▸ Supplied text:
>> START
He starts his paper from 1987 [1] with a reference to the PROSPECTOR expert system which was using Bayes rules to handle uncertain knowledge. Then he explains the idea behind probabilistic logic which is used for determine the value of true/false statements in a semantic tree. The probability values are displayed in a 3d box graphically to make the concept clearer for the newbies. He calls the concept

quote: “straightforward generalization of the ordinary true-false semantics”

But something is wrong with the paper. Approximately in the middle of the text, i missed the point why such an alternative logic concept is useful. Isn't it enough to deal with normal yes/no statements which can stored in a Turing machine much easier? Why do we need complicated 3d boxes with a probability landscape?

[1] Nilsson, Nils J. "Probabilistic logic." Artificial intelligence 28.1 (1986): 71-87.
>> END
Point annotation data
>> START
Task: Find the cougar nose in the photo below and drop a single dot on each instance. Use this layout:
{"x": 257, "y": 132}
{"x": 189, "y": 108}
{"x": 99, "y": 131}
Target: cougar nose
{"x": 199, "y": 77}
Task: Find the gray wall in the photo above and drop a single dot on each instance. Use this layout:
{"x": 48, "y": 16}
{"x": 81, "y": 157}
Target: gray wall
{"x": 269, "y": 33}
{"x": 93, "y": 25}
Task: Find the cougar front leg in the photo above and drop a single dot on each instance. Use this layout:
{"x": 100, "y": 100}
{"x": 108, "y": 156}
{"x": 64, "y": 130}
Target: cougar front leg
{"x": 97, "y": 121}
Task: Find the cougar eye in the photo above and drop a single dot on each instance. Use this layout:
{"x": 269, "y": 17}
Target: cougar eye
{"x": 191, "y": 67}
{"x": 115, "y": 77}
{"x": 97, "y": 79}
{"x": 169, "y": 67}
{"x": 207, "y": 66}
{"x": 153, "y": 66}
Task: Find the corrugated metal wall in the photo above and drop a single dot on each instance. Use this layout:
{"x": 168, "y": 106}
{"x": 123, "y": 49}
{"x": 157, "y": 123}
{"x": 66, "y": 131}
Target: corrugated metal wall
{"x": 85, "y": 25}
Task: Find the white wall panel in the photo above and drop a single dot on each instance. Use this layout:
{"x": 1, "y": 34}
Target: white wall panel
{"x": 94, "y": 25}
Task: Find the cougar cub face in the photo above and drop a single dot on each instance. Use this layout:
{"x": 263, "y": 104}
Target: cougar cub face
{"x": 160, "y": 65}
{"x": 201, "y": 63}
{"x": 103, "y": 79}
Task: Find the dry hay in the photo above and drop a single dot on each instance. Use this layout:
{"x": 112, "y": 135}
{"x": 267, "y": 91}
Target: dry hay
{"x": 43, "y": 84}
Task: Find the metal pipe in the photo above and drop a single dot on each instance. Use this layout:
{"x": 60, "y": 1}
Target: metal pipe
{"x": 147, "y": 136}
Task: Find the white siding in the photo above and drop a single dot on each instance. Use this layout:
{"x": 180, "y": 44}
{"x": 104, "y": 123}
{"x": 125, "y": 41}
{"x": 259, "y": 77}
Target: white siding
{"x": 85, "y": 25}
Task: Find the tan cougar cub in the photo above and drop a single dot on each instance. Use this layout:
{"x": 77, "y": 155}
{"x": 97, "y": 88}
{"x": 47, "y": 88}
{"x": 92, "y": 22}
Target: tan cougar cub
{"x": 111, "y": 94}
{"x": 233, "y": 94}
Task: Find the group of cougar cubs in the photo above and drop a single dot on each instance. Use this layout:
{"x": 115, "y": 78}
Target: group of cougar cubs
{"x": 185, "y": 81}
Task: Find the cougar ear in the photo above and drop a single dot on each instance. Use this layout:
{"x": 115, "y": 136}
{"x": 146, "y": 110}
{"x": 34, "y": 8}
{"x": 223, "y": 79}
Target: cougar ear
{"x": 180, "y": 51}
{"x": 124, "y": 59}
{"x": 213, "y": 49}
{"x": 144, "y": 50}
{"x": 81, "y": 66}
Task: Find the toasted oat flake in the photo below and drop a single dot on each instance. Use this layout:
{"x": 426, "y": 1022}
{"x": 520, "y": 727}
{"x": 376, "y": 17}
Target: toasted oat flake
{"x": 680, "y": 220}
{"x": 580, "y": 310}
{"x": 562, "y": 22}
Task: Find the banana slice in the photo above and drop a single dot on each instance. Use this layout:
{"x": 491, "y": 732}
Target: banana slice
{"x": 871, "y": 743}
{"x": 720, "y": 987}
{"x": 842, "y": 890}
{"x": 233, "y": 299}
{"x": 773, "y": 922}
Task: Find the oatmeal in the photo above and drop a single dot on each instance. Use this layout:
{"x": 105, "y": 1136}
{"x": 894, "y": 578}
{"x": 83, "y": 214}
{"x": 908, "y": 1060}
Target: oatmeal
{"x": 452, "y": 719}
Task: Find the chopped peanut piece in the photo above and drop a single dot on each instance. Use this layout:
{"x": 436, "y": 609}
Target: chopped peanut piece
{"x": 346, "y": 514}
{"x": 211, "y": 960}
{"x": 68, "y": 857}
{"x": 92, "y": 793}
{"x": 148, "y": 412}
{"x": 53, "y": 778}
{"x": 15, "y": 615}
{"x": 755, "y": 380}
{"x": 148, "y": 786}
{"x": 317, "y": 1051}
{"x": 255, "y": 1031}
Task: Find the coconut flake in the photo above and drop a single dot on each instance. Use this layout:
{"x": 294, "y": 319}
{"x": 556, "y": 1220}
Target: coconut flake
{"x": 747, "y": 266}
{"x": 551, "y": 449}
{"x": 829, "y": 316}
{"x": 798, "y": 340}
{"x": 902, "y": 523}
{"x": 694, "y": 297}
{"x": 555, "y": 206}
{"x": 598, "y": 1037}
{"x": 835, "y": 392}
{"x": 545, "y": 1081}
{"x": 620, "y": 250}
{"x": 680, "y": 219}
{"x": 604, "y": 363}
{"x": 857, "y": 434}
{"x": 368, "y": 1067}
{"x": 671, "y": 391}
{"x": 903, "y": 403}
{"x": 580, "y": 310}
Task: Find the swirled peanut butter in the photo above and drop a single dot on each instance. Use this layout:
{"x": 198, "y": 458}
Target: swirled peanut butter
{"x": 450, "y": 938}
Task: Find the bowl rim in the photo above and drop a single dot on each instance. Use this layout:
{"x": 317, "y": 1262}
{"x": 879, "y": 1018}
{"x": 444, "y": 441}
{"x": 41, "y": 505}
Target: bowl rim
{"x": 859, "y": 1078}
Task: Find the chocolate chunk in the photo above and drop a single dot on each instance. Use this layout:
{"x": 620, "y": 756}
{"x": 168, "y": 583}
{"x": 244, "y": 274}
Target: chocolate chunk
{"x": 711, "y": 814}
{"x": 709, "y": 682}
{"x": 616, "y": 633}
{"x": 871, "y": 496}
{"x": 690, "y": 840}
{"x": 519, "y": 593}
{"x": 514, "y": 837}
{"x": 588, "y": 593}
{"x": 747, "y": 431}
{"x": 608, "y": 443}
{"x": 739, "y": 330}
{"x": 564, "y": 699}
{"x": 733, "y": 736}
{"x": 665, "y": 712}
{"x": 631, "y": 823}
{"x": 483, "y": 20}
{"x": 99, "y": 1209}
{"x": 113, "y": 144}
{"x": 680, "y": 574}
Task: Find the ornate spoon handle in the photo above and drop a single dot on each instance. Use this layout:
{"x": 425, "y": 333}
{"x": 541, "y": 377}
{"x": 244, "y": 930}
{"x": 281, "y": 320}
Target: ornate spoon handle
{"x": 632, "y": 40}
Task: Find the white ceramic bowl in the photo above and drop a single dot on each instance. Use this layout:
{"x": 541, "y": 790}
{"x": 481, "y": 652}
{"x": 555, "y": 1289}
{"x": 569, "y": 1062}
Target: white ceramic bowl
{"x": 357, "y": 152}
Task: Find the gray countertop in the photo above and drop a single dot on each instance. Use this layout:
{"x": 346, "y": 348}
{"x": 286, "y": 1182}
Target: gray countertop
>> END
▸ Task 1: According to the post about probabilistic logic, which expert system does the paper mention at its start?
▸ Task 2: Reproduce the post about probabilistic logic word for word, between "But something is" and "28.1 (1986): 71-87.", inclusive.
▸ Task 3: Extend the post about probabilistic logic, starting after its final line.

▸ Task output 1: It mentions the PROSPECTOR expert system, which used Bayes rules to handle uncertain knowledge.

▸ Task output 2:
But something is wrong with the paper. Approximately in the middle of the text, i missed the point why such an alternative logic concept is useful. Isn't it enough to deal with normal yes/no statements which can stored in a Turing machine much easier? Why do we need complicated 3d boxes with a probability landscape?

[1] Nilsson, Nils J. "Probabilistic logic." Artificial intelligence 28.1 (1986): 71-87.

▸ Task output 3:
In a practical sense, there is no such thing as perfect information-- if it exists at all, it is rare enough that it is not enough to build useful systems out of. A real, physical system made with real, physical sensors, in a real, physical environment will have practical tolerances which are best modeled as stochastic processes.

In a similar vein, many games involve an element of chance as well. Without probabilistic modeling, it is very hard (I would say impossible) to develop an AI for something as simple as a poker game.

Finally, sticking absolute certainty into models of these systems (where absolute certainty doesn't exist) tends to be in some sense "sticky" where the certain propagates improperly through the rest of the model, making it useless very quickly.

No, in my opinion, the paper is not wrong.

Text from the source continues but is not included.